Problem requirements: Make an exact copy of the data below, leaving out every picture.

[Pointing records]
┌────────
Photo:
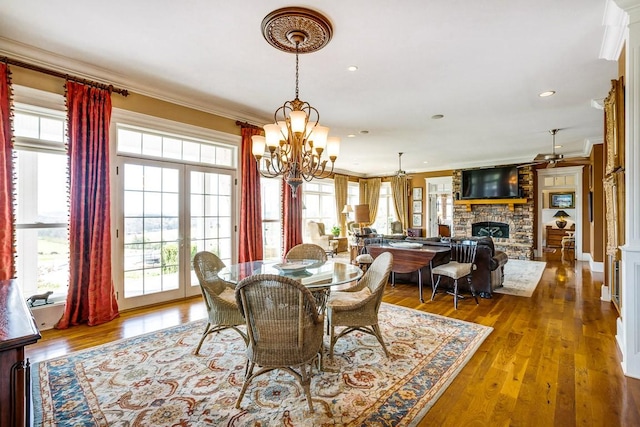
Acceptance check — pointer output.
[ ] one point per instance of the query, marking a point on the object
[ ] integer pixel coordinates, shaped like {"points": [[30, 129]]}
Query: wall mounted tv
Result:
{"points": [[490, 183]]}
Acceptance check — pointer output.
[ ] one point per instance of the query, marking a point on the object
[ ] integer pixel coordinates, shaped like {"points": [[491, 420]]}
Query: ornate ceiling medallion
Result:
{"points": [[284, 27]]}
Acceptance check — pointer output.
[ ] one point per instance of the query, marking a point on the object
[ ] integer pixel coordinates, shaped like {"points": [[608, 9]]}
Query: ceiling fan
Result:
{"points": [[400, 172], [553, 158]]}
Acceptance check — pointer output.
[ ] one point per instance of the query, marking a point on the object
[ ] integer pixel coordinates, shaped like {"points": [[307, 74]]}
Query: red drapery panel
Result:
{"points": [[291, 218], [91, 298], [250, 236], [7, 224]]}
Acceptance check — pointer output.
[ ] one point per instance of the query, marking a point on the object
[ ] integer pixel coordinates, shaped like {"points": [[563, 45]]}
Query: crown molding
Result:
{"points": [[62, 64]]}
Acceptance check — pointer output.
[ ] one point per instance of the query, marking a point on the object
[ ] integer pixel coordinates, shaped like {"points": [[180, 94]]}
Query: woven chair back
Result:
{"points": [[281, 317], [464, 251]]}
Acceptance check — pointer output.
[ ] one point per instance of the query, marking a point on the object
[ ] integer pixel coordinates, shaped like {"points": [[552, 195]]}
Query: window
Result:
{"points": [[271, 222], [319, 204], [42, 195], [174, 192], [386, 212], [148, 143]]}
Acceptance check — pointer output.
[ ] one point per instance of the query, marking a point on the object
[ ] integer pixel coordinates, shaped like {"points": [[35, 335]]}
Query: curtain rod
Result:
{"points": [[247, 125], [111, 88]]}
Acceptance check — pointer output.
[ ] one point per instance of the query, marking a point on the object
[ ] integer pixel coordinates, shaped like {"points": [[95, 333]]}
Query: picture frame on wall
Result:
{"points": [[562, 200], [417, 193]]}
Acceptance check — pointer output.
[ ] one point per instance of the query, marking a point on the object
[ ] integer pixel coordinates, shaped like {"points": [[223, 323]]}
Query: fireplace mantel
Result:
{"points": [[509, 202]]}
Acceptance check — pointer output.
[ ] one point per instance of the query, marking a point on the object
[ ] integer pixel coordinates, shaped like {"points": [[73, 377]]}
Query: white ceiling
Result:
{"points": [[479, 63]]}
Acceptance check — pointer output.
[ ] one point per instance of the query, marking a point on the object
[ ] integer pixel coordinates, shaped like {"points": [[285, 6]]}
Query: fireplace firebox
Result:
{"points": [[491, 229]]}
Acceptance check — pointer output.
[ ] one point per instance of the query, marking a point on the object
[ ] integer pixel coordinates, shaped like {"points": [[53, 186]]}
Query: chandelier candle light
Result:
{"points": [[294, 145]]}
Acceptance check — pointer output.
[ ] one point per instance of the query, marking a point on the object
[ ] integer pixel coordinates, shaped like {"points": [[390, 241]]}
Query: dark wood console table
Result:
{"points": [[17, 329], [407, 260]]}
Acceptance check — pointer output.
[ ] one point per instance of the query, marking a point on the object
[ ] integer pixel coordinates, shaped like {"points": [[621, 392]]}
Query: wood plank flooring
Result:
{"points": [[551, 360]]}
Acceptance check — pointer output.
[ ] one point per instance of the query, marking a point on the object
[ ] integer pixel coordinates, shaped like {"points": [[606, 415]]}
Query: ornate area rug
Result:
{"points": [[155, 380], [521, 277]]}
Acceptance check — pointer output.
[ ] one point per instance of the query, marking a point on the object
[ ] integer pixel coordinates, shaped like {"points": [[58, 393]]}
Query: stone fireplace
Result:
{"points": [[491, 229], [510, 225]]}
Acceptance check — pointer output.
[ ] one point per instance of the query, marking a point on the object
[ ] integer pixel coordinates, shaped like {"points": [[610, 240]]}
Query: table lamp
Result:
{"points": [[361, 214], [561, 222]]}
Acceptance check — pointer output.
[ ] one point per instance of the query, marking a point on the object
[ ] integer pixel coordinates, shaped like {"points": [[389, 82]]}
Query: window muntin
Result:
{"points": [[147, 143]]}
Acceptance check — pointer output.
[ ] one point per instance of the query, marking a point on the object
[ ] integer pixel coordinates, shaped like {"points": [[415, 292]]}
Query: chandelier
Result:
{"points": [[294, 145]]}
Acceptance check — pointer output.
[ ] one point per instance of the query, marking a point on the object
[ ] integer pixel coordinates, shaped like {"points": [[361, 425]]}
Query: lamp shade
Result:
{"points": [[361, 213], [561, 215]]}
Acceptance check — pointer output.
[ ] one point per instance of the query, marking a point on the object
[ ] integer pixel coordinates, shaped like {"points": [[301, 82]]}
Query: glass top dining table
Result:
{"points": [[311, 273]]}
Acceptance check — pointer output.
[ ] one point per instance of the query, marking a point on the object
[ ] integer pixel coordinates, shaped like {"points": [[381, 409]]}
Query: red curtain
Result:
{"points": [[7, 227], [91, 298], [291, 217], [250, 247]]}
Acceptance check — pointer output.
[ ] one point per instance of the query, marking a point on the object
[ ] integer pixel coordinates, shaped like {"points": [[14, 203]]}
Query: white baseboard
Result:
{"points": [[46, 316], [596, 267]]}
└────────
The completed task:
Photo:
Acceptance check — pointer output.
[ ] one point per instance of the query, marking a point on the object
[ ] integer pixel coordinates, shaped like {"points": [[30, 129]]}
Query: wall mounted tv
Result:
{"points": [[490, 183]]}
Acceptance check — pointer output.
[ ] one point per instance of the query, marking a point on the object
[ ] integer pixel coordinates, shaped like {"points": [[491, 420]]}
Query: ornate ceiling medallion
Result:
{"points": [[284, 27]]}
Acceptance check — pointer output.
[ ] one point per instance of the query, marking a point on the object
[ ] integer pixel coordinates, shaped like {"points": [[608, 9]]}
Query: ceiling fan
Result:
{"points": [[400, 172], [553, 158]]}
Acceptance check — pointer output.
[ ] one point per instance of the query, marking a point on the object
[ ] integer pixel coordinates, shaped like {"points": [[307, 74]]}
Query: red drapery panel
Result:
{"points": [[291, 218], [91, 298], [250, 236], [7, 224]]}
Acceptance check — pointer output.
[ ] one point per instance of the query, marking a point on the object
[ ] integer pixel coordinates, shaped like {"points": [[563, 45]]}
Query: crown molding
Result:
{"points": [[62, 64]]}
Acceptance check — pointer output.
[ ] one point per instance of the query, marking a point on the object
[ ] integer pixel coordinates, shaped like {"points": [[180, 94]]}
Query: woven chair back
Result:
{"points": [[281, 317], [464, 251]]}
Acceptance check — pointer output.
[ ] one point per instance of the query, marking a point on the object
[ ] integer pixel coordinates, shaped like {"points": [[552, 195]]}
Query: window
Result:
{"points": [[271, 222], [319, 204], [42, 195], [174, 192], [386, 212], [148, 143]]}
Acceptance check — pointer output.
[ ] one point per instance of the query, marking a point on the object
[ ] integer pixel coordinates, shaped like {"points": [[35, 335]]}
Query: curtain rod
Result:
{"points": [[247, 125], [111, 88]]}
Acceptance check — pointer output.
[ ] one point per instance of the query, marking a point on the object
[ ] integer pixel coordinates, shaped like {"points": [[95, 333]]}
Query: picture frame on wall
Result:
{"points": [[562, 200], [417, 193]]}
Acceptance check — pointer output.
[ ] one point per instance of the query, marking a point on the object
[ ] integer pixel coordinates, shaped like {"points": [[223, 323]]}
Query: fireplace mantel
Result:
{"points": [[509, 202]]}
Acceptance check — pointer output.
[ ] one point per instance of the query, marking a point on the object
[ ] integer pixel coordinates, shaped like {"points": [[73, 377]]}
Query: white ceiling
Result:
{"points": [[479, 63]]}
Acceptance check — pointer output.
[ ] one point per instance of the query, marking a point on the object
[ ] integer pixel coordinates, shaped like {"points": [[285, 6]]}
Query: fireplace firebox
Result:
{"points": [[491, 229]]}
Acceptance check — pointer output.
[ ] one point per instance of the query, marking a point on the object
[ ] integer pixel coordinates, shaped like {"points": [[53, 186]]}
Query: chandelier candle light
Result:
{"points": [[294, 145]]}
Acceptance check — pointer output.
[ ] one point per instance of the query, marking a point on the object
[ ] integer pixel coordinates, shaped like {"points": [[390, 241]]}
Query: dark wood console table
Result:
{"points": [[17, 329], [407, 260]]}
Acceptance check — pointer output.
[ ] one point per instance of the query, marking a point on the object
[ ] integer pixel coordinates, shaped like {"points": [[621, 392]]}
Query: wood plank flooring
Result:
{"points": [[551, 360]]}
Acceptance check — pointer output.
[ ] one point per instance of the query, marking a point on the object
[ ] integer pixel coordinates, shaped like {"points": [[606, 415]]}
Query: ornate area rug
Result:
{"points": [[155, 380], [521, 277]]}
Acceptance check — pointer output.
[ ] one point per instance of the query, marking a point on the object
[ ] integer pixel coordinates, shaped like {"points": [[58, 393]]}
Query: stone fireplace
Result:
{"points": [[491, 229], [510, 225]]}
Acceptance check — pointer output.
[ ] one point per instance of the query, marking a point on the object
[ ] integer pixel coordinates, shaped like {"points": [[610, 240]]}
Query: table lamp
Result:
{"points": [[361, 214], [561, 222]]}
Acceptance check — pointer output.
[ ] one point per instance of the query, marking a point on the object
[ ] integer pixel coordinates, shaped like {"points": [[389, 82]]}
Query: window muntin
Result:
{"points": [[147, 143]]}
Acceptance check — pointer output.
[ ] one point per instance of the query, marking a point on the object
[ ] integer pixel coordinates, shaped like {"points": [[415, 292]]}
Query: chandelier
Result:
{"points": [[294, 145]]}
Acceptance check — pointer output.
[ ] one point per instance of the query, marking a point on the object
[ ] integer pixel coordinates, shaped like {"points": [[361, 425]]}
Query: lamp shade
Result:
{"points": [[361, 213], [561, 215]]}
Acceptance check — pointer output.
[ ] one point per instance of the query, marking a point on the object
[ ] integer pixel coordinates, shaped like {"points": [[301, 82]]}
Query: glass top dining table
Result:
{"points": [[311, 273]]}
Acceptance check — pointer output.
[ ] one point per instance of the query, marking a point on the object
[ ] integer pixel coordinates, shaped like {"points": [[381, 409]]}
Query: red curtain
Result:
{"points": [[7, 227], [91, 298], [291, 217], [250, 247]]}
Acceptance check — pointer output.
[ ] one point per instance of the query, marking a point on the object
[ ] integer pixel coordinates, shaped like {"points": [[14, 203]]}
Query: white baseboard
Result:
{"points": [[46, 316], [596, 267]]}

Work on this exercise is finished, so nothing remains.